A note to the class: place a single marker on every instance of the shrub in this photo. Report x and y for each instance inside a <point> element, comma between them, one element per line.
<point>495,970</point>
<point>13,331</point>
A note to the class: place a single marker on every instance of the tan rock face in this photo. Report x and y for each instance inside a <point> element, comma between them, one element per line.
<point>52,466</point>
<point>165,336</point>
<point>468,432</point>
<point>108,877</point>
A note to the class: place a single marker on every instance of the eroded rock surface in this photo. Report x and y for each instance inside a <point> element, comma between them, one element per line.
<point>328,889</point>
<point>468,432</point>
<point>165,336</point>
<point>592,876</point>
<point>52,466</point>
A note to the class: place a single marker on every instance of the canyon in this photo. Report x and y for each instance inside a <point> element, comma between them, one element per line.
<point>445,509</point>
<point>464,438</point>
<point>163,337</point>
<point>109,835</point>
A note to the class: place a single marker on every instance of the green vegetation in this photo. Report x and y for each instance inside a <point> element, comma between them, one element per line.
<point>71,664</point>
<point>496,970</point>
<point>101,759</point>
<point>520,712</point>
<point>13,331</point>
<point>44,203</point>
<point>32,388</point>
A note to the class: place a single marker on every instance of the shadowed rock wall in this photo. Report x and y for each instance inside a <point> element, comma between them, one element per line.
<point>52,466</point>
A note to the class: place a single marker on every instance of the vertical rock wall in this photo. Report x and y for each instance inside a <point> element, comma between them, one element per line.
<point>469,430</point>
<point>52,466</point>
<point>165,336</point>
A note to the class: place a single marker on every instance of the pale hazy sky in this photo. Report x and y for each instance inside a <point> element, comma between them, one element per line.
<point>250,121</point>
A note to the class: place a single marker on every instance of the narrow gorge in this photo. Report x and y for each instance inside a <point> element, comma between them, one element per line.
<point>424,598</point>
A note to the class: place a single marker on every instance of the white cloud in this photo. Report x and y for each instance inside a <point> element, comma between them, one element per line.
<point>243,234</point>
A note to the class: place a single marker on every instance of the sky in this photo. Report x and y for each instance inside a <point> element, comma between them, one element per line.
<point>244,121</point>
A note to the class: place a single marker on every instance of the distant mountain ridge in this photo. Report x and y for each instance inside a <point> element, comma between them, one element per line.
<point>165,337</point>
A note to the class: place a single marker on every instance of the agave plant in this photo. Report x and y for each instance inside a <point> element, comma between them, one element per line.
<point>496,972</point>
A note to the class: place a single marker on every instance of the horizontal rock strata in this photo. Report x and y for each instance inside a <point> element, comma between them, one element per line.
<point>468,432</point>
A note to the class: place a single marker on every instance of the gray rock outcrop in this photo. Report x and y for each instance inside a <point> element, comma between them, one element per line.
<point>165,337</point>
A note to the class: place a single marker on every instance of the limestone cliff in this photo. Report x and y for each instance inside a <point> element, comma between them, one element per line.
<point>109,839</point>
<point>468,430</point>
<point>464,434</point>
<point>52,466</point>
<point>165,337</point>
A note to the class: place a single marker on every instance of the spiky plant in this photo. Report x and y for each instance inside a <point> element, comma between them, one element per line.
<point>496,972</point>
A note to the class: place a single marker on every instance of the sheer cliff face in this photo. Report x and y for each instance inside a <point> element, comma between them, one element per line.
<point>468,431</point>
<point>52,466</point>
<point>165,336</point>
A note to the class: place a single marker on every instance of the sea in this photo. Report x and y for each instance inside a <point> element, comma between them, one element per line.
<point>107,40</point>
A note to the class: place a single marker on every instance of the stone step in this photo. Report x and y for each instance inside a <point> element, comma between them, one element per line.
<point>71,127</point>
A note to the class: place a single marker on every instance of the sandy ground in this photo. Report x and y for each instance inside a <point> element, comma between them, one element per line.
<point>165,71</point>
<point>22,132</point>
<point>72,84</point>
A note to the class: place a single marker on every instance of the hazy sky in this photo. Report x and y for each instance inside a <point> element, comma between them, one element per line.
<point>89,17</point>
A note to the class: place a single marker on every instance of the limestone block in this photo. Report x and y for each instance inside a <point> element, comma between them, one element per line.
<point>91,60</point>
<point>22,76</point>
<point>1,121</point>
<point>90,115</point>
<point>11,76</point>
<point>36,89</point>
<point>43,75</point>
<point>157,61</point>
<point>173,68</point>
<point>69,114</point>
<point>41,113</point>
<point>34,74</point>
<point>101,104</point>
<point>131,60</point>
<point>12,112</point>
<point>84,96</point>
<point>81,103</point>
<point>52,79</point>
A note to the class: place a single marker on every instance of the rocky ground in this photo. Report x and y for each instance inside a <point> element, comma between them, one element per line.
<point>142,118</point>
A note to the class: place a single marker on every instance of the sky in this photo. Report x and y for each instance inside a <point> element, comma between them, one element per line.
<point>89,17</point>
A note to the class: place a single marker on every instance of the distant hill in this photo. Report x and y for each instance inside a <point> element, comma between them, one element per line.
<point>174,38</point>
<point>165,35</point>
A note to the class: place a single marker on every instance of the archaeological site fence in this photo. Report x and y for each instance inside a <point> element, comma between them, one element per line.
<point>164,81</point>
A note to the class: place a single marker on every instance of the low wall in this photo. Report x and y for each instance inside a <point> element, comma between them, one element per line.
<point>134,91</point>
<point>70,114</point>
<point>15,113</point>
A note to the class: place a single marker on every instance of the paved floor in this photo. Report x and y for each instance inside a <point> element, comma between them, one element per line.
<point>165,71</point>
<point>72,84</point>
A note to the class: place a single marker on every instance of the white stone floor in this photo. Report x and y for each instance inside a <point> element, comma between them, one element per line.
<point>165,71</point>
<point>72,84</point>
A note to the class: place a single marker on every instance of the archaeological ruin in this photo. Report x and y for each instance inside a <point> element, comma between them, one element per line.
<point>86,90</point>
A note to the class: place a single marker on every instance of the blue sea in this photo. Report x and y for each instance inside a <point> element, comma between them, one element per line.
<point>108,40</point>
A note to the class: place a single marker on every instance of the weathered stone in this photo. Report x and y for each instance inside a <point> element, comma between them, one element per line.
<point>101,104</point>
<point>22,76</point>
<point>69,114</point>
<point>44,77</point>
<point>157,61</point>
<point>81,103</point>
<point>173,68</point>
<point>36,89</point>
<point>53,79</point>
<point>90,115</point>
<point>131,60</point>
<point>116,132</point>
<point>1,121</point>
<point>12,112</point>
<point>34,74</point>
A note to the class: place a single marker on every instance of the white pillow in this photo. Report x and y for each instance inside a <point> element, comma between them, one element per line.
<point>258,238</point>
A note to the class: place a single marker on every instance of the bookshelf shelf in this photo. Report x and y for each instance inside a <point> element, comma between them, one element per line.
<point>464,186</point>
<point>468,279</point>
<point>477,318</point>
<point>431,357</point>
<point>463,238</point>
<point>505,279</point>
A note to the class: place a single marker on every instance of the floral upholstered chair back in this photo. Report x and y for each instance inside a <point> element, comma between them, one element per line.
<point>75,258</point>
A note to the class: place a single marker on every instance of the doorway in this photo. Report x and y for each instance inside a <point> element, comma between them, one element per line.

**********

Problem details: Transcribe the listing shown above in full and without change.

Answer below:
A note to the class: place a single marker on every instance of the shrub in this photo. Report x and y for each instance inside a <point> element, comma between them, one element per line.
<point>495,970</point>
<point>13,331</point>
A note to the class: place a single marker on every instance of the tan rock face in this photo. Report x and y for each instance inside a <point> element, comma between them, one element per line.
<point>52,466</point>
<point>165,336</point>
<point>468,432</point>
<point>108,877</point>
A note to the class: place a single marker on every instance of the eroded rock surface in this photo. Report x and y for each instance inside a <point> element, comma between them, one element per line.
<point>328,889</point>
<point>468,432</point>
<point>165,336</point>
<point>592,876</point>
<point>52,466</point>
A note to the class: place a single marker on every instance of the canyon in this photo. Report x and y for each instance inside a <point> element, comma between them, one element per line.
<point>445,509</point>
<point>464,438</point>
<point>163,337</point>
<point>109,835</point>
A note to the class: place a single marker on every instance of the green vegetation in this photo. Report x and y for each instance inside a <point> element, comma between them, one element per line.
<point>71,664</point>
<point>496,970</point>
<point>101,759</point>
<point>520,712</point>
<point>13,331</point>
<point>44,203</point>
<point>32,388</point>
A note to the class: place a single marker on every instance of the shadowed rock wall in this photo. Report x and y for each instance inside a <point> element, comma between them, one element per line.
<point>52,466</point>
A note to the class: place a single marker on every instance of the vertical rock wall in this photo. Report x and y for each instance inside a <point> element, comma between them, one element per line.
<point>469,430</point>
<point>52,466</point>
<point>165,336</point>
A note to the class: place a single marker on every instance of the pale hazy sky in this photo. Report x and y for each instance inside a <point> element, comma between them, one element per line.
<point>250,121</point>
A note to the class: place a single marker on every instance of the narrow gorge in this photo. Report x and y for each instance inside a <point> element, comma between them, one element per line.
<point>424,598</point>
A note to the class: place a single marker on every instance of the white cloud in this photo. Report x and y for each instance inside a <point> element, comma between them, one element per line.
<point>243,234</point>
A note to the class: place a single marker on every instance of the sky in this photo. Report x and y for each instance inside a <point> element, comma between them, one element per line.
<point>244,121</point>
A note to the class: place a single marker on every instance of the distant mountain ridge in this photo. Report x and y for each instance inside a <point> element, comma between them, one element per line.
<point>165,337</point>
A note to the class: place a single marker on every instance of the agave plant in this photo. Report x and y for each instance inside a <point> element, comma between them, one element per line.
<point>496,972</point>
A note to the class: place a single marker on every instance of the horizontal rock strata in this photo. Report x and y for each instance inside a <point> element, comma between them, one element per line.
<point>468,432</point>
A note to the class: place a single marker on every instance of the gray rock outcrop in this photo. Report x and y for each instance inside a <point> element, comma between them, one element per line.
<point>165,337</point>
A note to the class: place a single marker on every instance of the limestone cliff in this photo. Report x and y for each instance inside a <point> element, comma between them, one element per line.
<point>109,839</point>
<point>468,430</point>
<point>464,434</point>
<point>52,466</point>
<point>165,337</point>
A note to the class: place a single marker on every instance of the spiky plant in this photo. Report x and y for each instance inside a <point> element, comma between them, one element per line.
<point>496,972</point>
A note to the class: place a single marker on every instance of the sheer cliff face in this photo. Report x and y for each instance inside a <point> element, comma between them, one element per line.
<point>468,431</point>
<point>52,466</point>
<point>165,336</point>
A note to the class: place a single marker on every instance of the sea in this photo. Report x and y for each instance inside a <point> element, comma between them, one element per line.
<point>107,40</point>
A note to the class: place a single marker on every instance of the stone step in this photo. Report x and y for each instance inside a <point> element, comma between them, one element per line.
<point>71,127</point>
A note to the class: place a single marker on every instance of the sandy ground in this photo. Report x and y for each instance inside a <point> element, comma between them, one element per line.
<point>165,71</point>
<point>22,132</point>
<point>72,84</point>
A note to the class: place a single marker on every instance of the hazy sky in this photo. Report x and y for each instance inside a <point> element, comma between them, one element per line.
<point>89,17</point>
A note to the class: place a single marker on every instance of the limestone block in this photo. Report x and y for each instance inside a <point> element, comma between them, one element per line.
<point>91,60</point>
<point>22,76</point>
<point>1,121</point>
<point>90,115</point>
<point>11,76</point>
<point>36,89</point>
<point>43,75</point>
<point>157,61</point>
<point>173,68</point>
<point>69,114</point>
<point>41,113</point>
<point>34,74</point>
<point>101,104</point>
<point>131,60</point>
<point>12,112</point>
<point>84,96</point>
<point>81,103</point>
<point>52,79</point>
A note to the class: place a single marker on every instance of the rocky ground in this photo. Report x and y for each instance inside a <point> element, comma between them, one element per line.
<point>142,118</point>
A note to the class: place a single marker on every instance of the sky in this photo. Report x and y for each instance inside a <point> element, comma between them, one element per line.
<point>89,17</point>
A note to the class: place a single marker on every instance of the distant hill in this photo. Report x and y for each instance inside a <point> element, comma between them, one element per line.
<point>174,38</point>
<point>165,35</point>
A note to the class: place a single marker on every instance of the archaeological site fence in this photo. Report x and y for each instance inside a <point> element, comma between them, one element per line.
<point>164,81</point>
A note to the class: place a single marker on every instance of the low wall in this photo. Report x and y for each instance inside a <point> element, comma between them, one element per line.
<point>134,91</point>
<point>70,114</point>
<point>15,113</point>
A note to the class: place a single marker on every instance of the paved floor in this photo. Report x and y for each instance inside a <point> element, comma between them, one element per line.
<point>165,71</point>
<point>72,84</point>
A note to the class: place a single marker on every instance of the white stone floor in this photo. Report x and y for each instance inside a <point> element, comma between them, one element per line.
<point>165,71</point>
<point>72,84</point>
A note to the class: place a single marker on every instance of the archaeological ruin in this photo. Report x and y for each instance inside a <point> element, comma between them, one element per line.
<point>86,90</point>
A note to the class: place a single marker on every instance of the blue sea in this photo. Report x and y for each instance inside a <point> element, comma between them, one element per line.
<point>108,40</point>
A note to the class: place a single marker on every instance of the weathered stone in this photo. Report x and y for each instance inside a <point> element, comma between them, one element per line.
<point>101,104</point>
<point>22,76</point>
<point>69,114</point>
<point>44,77</point>
<point>157,61</point>
<point>81,103</point>
<point>173,68</point>
<point>36,89</point>
<point>53,79</point>
<point>90,115</point>
<point>131,60</point>
<point>116,132</point>
<point>1,121</point>
<point>12,112</point>
<point>34,74</point>
A note to the class: place a single marker on every instance of the white pillow in this photo. Report x and y for each instance inside a <point> element, comma between them, one element per line.
<point>258,238</point>
A note to the class: place a single marker on every instance of the bookshelf shelf in this photo. Report x and y for each instance inside a <point> element, comma between them, one element per line.
<point>464,186</point>
<point>468,279</point>
<point>477,318</point>
<point>431,357</point>
<point>463,238</point>
<point>505,279</point>
A note to the class: place a single marker on every instance of the floral upholstered chair back in this photo. Report x and y for each instance inside a <point> element, comma between them, one element per line.
<point>75,258</point>
A note to the class: place a single marker on every instance of the doorway in this photo. Report x and y for each instance inside a <point> element, comma between them, one element per line.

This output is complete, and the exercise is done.